[Start of TEXT SECTION]

Clemente v. FBI, No. 20-1527, 2022 WL 17092585 (D.D.C. Nov. 21, 2022) (McFadden, J.)

Re:  Request for records concerning Jeffrey Epstein and his alleged criminal activities

Disposition:  Granting defendant’s motion for summary judgment

  • Litigation Considerations, Adequacy of Search:  The court finds that “[t]he FBI’s search was adequate.”  “The FBI’s primary declarant shows that the FBI’s search was reasonably calculated to uncover all records responsive to [plaintiff’s] FOIA request.”  “He describes how the FBI organizes and indexes its files, and how it searches various record-keeping systems.”  “For [plaintiff’s] request, the FBI searched both its FOIA document processing system and its Central Records System for responsive records.”  “And the FBI’s declarant provides the terms searched and cut-off dates used.”  “The FBI has thus provided a ‘reasonably detailed affidavit setting forth the search terms and the type of search performed, and averring that all files likely to contain responsive materials (if such records exist) were searched.’”

[End of TEXT SECTION]
[Start of LISTED ENTRIES]

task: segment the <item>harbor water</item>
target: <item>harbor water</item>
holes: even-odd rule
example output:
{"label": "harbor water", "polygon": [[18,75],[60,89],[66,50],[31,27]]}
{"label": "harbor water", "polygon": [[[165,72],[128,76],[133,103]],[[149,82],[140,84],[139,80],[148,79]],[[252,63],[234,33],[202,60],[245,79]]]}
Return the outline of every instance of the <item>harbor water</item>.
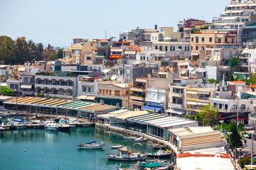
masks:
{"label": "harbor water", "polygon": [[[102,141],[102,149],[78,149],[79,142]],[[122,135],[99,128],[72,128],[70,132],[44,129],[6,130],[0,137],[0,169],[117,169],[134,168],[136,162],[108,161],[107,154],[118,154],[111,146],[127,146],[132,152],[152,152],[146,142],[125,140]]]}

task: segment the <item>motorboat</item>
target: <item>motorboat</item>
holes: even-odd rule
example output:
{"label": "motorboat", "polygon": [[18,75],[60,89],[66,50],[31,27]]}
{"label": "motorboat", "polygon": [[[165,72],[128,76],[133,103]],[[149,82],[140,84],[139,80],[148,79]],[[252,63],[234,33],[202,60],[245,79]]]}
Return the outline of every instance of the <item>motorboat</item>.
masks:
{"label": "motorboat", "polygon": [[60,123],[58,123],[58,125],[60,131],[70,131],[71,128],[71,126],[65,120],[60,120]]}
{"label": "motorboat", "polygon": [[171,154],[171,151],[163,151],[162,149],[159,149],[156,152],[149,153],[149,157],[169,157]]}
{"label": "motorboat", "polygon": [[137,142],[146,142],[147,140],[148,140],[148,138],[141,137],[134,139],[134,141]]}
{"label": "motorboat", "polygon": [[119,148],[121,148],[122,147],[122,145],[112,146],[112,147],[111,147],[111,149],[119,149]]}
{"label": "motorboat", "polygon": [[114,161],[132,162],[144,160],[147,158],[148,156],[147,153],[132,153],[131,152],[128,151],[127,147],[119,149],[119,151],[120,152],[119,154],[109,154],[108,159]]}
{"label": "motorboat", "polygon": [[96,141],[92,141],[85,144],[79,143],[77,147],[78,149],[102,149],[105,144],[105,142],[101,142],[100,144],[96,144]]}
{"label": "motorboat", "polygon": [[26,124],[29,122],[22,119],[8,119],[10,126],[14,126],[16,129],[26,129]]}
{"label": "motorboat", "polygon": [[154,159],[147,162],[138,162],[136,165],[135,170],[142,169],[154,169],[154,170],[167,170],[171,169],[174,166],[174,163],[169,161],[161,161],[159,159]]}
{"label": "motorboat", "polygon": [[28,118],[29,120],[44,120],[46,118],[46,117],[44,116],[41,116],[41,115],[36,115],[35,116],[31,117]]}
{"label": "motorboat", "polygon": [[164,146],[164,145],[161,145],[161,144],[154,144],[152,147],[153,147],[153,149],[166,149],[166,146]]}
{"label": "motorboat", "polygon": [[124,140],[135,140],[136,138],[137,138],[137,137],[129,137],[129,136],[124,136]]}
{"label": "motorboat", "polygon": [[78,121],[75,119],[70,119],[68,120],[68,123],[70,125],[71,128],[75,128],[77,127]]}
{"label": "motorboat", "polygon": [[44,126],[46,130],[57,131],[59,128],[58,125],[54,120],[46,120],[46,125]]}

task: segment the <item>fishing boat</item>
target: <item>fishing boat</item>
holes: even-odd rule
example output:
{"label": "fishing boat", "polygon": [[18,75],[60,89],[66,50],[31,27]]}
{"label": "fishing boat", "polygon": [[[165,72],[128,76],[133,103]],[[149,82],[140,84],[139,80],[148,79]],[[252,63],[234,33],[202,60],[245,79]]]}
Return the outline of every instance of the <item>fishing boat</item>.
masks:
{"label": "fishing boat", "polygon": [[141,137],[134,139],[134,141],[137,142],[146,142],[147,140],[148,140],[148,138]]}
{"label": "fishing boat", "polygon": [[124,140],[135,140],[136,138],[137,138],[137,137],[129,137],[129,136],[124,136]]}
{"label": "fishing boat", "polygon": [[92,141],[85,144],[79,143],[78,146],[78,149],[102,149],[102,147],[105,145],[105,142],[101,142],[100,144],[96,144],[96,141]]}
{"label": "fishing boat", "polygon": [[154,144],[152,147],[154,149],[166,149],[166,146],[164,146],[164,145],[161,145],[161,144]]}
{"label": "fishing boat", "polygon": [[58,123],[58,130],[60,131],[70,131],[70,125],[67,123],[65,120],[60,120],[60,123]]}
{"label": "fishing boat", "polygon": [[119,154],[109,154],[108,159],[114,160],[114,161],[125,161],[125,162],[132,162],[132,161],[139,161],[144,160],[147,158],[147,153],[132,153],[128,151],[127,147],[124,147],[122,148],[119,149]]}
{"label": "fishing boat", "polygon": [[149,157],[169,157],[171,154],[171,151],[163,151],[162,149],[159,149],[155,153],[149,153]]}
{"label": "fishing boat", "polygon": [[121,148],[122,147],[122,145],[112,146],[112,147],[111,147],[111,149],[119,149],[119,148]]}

[End of LISTED ENTRIES]

| PROBLEM TO SOLVE |
Check each of the following against the case summary above. Answer yes or no and quote the words from the summary that decide it: (a) The court granted the defendant's motion for summary judgment. (b) The FBI searched only its Central Records System. (c) The FBI's declarant did not give the cut-off dates used in the search.

| REPLY |
(a) Yes: "Granting defendant’s motion for summary judgment"
(b) No: "the FBI searched both its FOIA document processing system and its Central Records System for responsive records."
(c) No: "And the FBI’s declarant provides the terms searched and cut-off dates used."